(Reading text):
· · · · · · ·
Green burial is a way of caring for the dead with minimal environmental impact that aids in the conservation of natural resources, reduction of carbon emissions, protection of worker health, and the restoration and/or preservation of habitat.
The standard conventional funeral, complete with embalming and burial in a lawn cemetery, is fraught with health hazards. It requires the permanent installation of non-biodegradable vaults around non-biodegradable caskets.
Embalmers have an eight times higher risk of contracting blood diseases such as leukemia, and three times higher risk of amyotrophic lateral sclerosis (ALS), while groundskeepers are more than twice as likely to develop Chronic Obstructive Pulmonary Disease (COPD); both are exposed routinely to chemicals known to cause cancer and neurological diseases. And each year, the US buries over 1.6 million tons of reinforced concrete – roughly 1-2 tons per vault, plus imported steel from China and exotic woods from rainforests in South America, creating a significant total of carbon emissions.
· · · · · · ·
(Material provided):
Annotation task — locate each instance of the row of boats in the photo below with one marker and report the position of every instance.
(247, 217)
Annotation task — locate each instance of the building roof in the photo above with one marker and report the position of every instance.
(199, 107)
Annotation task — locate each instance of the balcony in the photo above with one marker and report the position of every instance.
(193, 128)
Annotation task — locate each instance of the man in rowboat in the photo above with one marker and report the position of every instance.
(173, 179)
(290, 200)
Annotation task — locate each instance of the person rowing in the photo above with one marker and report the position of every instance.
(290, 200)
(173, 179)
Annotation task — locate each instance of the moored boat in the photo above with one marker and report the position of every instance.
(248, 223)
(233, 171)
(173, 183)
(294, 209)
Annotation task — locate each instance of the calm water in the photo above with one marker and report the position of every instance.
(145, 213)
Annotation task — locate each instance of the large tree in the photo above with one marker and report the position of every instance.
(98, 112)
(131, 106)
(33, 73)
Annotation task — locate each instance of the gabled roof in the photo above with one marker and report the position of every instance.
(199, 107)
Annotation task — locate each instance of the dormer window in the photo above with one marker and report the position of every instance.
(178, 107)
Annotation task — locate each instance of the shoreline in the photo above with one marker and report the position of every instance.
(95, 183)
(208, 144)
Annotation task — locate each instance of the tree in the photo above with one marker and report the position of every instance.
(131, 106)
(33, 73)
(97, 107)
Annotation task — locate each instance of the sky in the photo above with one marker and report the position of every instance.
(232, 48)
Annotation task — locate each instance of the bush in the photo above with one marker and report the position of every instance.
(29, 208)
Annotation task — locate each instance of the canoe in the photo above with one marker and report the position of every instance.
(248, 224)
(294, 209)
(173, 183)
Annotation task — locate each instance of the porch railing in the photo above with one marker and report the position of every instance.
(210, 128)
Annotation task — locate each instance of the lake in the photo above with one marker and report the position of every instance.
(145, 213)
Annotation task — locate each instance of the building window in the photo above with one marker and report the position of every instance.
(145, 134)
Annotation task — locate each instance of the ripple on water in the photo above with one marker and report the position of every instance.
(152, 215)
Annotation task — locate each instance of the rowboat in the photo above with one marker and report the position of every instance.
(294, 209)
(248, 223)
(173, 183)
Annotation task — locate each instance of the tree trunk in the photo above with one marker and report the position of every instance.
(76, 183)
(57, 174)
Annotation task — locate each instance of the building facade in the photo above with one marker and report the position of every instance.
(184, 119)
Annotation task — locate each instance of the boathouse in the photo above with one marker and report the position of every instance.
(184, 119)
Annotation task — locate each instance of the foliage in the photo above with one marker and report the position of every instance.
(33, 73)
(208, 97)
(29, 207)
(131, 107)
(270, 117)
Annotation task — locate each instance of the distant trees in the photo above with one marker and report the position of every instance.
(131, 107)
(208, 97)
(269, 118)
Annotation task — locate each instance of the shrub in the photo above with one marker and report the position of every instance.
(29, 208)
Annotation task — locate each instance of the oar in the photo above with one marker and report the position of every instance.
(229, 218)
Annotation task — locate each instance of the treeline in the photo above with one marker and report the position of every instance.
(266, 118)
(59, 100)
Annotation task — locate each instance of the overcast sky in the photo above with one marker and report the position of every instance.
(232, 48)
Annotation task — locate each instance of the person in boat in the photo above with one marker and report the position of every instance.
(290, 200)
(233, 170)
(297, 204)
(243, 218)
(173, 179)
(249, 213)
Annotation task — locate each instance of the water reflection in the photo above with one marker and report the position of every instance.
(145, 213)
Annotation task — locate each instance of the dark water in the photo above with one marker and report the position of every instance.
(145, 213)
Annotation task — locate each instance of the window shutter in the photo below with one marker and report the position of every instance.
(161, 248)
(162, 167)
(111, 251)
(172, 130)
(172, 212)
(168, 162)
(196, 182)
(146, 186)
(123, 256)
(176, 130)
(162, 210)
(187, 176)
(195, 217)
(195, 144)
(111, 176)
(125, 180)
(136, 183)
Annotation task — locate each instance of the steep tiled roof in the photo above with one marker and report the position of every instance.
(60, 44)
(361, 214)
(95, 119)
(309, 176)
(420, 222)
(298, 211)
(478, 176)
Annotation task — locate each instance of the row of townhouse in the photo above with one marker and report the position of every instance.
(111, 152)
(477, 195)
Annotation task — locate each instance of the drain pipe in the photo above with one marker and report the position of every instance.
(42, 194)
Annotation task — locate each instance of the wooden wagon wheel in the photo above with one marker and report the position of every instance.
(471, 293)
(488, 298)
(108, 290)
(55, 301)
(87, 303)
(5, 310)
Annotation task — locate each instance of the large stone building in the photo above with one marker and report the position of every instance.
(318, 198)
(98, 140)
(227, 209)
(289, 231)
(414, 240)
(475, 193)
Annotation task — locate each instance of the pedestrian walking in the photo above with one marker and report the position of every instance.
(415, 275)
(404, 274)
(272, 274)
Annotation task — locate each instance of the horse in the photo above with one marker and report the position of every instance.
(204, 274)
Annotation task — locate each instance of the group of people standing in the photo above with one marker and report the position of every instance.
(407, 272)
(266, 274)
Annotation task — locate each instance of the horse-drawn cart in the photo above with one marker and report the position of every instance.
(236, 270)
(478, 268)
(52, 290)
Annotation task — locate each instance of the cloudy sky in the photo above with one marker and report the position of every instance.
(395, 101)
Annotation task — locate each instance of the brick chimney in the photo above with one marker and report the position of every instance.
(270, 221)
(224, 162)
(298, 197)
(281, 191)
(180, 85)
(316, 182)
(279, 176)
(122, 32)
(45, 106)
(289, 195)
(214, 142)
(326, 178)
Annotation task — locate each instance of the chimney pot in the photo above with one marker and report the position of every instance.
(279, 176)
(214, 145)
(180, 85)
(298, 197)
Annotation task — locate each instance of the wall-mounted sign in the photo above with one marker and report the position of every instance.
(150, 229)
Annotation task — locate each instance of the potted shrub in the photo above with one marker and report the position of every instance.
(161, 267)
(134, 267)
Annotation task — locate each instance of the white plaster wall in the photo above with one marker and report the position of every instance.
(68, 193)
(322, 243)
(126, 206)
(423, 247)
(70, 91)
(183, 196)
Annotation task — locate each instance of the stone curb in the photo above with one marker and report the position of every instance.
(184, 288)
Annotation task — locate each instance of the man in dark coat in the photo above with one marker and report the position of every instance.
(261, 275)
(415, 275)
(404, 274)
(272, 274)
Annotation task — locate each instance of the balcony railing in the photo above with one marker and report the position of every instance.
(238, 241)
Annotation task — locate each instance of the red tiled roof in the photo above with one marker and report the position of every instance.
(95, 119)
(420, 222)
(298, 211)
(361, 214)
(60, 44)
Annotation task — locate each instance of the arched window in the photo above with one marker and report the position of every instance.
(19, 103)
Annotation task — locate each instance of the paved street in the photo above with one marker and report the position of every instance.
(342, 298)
· · · · · · ·
(Problems and tasks):
1. Answer these questions about the green burial text:
(a) What is green burial described as a way of doing?
(b) What does the standard conventional funeral require to be permanently installed around non-biodegradable caskets?
(c) How many tons of reinforced concrete does the US bury each year?
2. Could you carry on the text about green burial, starting after its last sentence?

(Answer section):
1.
(a) Caring for the dead with minimal environmental impact.
(b) Non-biodegradable vaults.
(c) Over 1.6 million tons.

2.
The differences between green and standard burials are in the non-invasive, eco-friendly methods used to care for the body prior to and during burial, not in the ways we honor our dead. In fact, rituals are on the rise as families find the natural setting of green burials conducive to both traditional and spontaneous celebrations of life and acknowledgment of their loss.
Green burial cemeteries have many shared practices regardless of their type or governing structure. For instance, they limit the use of electrical or gas powered equipment, such as mowers and weed whackers and fertilizers, pesticides, herbicides. Green cemeteries are more like to use natural grave markers such as local wood or large stones, and have native plants that encourage habitat for birds, bees, and animals.